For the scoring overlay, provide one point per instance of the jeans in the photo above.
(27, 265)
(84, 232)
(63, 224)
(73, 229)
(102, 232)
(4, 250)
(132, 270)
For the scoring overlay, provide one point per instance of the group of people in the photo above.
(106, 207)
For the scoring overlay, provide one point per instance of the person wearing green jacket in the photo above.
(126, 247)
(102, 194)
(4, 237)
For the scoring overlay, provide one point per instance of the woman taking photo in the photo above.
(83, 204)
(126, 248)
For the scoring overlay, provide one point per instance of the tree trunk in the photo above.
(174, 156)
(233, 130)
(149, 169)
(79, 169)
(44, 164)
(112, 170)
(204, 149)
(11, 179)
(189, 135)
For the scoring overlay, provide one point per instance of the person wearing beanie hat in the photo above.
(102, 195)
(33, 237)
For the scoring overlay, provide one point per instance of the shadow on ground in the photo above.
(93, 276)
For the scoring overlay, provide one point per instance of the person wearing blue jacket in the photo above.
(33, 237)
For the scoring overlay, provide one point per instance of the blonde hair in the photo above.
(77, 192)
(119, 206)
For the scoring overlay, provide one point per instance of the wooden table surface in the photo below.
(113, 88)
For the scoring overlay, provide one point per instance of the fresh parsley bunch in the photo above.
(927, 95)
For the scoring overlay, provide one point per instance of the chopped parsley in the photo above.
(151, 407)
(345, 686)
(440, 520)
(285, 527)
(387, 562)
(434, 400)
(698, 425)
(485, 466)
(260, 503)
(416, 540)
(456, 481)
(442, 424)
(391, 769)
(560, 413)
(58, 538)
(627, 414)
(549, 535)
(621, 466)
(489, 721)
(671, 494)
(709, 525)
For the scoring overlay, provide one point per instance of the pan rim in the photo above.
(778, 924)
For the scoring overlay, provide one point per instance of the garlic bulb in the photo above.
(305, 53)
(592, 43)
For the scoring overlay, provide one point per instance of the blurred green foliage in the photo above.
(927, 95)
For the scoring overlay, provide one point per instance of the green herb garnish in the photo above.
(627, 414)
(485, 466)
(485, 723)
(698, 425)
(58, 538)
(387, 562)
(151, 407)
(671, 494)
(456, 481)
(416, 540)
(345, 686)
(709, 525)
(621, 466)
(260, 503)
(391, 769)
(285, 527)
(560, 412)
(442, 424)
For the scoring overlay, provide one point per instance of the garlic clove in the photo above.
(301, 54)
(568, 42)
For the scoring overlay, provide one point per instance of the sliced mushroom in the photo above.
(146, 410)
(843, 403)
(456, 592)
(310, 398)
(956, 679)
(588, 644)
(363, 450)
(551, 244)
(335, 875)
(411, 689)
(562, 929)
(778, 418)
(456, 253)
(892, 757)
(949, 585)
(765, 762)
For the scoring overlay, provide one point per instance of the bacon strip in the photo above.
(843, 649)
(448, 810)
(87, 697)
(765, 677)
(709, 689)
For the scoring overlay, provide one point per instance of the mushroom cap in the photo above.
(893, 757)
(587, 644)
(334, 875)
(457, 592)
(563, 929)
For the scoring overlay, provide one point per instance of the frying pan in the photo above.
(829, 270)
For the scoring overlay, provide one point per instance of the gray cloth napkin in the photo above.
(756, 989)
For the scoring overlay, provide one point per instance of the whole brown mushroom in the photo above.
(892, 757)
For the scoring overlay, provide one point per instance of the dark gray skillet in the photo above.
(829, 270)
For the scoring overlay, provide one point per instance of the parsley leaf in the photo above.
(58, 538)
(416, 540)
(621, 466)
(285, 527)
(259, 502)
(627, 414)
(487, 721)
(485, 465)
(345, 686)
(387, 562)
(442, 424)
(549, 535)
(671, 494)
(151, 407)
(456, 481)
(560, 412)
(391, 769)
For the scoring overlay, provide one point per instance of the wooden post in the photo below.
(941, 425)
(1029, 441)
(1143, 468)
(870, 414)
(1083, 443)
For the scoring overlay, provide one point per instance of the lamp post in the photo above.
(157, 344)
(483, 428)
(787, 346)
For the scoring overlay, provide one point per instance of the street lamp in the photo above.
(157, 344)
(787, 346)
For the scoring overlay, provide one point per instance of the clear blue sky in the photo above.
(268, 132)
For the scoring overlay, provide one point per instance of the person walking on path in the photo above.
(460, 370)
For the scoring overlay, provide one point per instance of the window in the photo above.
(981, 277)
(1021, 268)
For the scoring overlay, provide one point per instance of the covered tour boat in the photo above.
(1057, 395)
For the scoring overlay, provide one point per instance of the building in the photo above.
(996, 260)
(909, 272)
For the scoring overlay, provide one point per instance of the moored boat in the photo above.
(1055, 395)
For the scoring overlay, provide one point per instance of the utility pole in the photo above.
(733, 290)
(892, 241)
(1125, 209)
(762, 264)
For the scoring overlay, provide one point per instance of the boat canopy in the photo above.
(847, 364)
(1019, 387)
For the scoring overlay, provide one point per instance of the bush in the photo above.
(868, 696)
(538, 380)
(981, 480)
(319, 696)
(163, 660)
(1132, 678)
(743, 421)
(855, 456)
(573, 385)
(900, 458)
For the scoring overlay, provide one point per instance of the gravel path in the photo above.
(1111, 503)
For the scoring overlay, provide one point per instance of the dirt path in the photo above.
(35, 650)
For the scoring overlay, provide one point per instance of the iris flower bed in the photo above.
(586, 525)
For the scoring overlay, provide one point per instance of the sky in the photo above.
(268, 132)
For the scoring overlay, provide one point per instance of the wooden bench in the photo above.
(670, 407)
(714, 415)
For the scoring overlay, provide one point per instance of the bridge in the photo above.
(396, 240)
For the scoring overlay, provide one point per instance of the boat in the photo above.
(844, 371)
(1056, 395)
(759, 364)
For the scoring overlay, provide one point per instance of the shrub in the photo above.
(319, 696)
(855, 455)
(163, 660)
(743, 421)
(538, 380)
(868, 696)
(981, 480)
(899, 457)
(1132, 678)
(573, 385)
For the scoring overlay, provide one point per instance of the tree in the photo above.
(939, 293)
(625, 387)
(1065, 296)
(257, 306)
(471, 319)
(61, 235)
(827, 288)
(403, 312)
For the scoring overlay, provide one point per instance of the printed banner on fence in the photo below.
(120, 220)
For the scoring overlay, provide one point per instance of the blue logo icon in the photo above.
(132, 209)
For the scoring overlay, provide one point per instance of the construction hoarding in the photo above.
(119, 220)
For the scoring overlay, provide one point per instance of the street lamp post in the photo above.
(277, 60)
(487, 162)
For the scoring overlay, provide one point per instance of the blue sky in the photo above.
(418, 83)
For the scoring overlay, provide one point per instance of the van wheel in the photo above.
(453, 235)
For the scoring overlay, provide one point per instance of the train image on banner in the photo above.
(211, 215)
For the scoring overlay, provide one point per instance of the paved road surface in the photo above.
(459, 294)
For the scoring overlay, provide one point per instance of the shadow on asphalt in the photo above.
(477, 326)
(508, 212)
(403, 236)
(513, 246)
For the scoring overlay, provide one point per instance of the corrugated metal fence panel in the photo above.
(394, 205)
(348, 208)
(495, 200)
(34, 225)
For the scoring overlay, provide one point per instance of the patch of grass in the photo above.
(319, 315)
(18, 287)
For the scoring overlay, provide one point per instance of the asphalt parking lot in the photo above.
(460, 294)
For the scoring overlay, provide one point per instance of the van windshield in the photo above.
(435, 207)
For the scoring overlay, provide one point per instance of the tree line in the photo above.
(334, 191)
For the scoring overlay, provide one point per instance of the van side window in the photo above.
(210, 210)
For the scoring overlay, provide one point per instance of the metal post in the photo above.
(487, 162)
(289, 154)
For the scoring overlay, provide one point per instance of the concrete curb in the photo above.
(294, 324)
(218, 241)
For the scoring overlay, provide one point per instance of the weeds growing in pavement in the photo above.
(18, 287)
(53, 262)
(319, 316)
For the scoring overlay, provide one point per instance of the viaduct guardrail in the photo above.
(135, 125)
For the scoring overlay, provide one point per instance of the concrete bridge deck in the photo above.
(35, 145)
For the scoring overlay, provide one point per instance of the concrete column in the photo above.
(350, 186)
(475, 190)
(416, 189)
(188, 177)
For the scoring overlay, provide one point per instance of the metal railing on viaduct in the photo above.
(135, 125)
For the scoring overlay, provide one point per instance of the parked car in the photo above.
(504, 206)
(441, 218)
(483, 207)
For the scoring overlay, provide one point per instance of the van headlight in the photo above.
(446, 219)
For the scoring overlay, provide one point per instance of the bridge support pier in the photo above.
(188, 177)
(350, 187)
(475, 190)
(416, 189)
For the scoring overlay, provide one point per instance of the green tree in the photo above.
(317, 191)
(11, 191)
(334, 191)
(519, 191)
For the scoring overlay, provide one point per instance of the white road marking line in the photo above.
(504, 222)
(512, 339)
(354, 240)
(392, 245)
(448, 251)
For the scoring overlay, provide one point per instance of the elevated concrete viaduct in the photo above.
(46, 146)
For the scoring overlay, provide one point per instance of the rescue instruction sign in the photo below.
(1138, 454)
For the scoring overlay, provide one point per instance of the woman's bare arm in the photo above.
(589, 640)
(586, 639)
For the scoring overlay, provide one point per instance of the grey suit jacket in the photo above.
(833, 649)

GIVEN INSTRUCTION:
Nothing but the lines from the one with "concrete viaduct in the photo above." through the last line should be repeated, each exactly as it stands.

WORKED SOLUTION:
For the scoring overlay, provide one point per instance of the elevated concrete viaduct in the photo above.
(46, 146)
For the scoring overlay, provide one point per instance of the rescue instruction sign in the photo below.
(1138, 454)
For the scoring overlay, provide one point per instance of the woman's bare arm in the photo above.
(589, 640)
(586, 639)
For the scoring overlay, provide one point per instance of the grey suit jacket in the photo above.
(833, 649)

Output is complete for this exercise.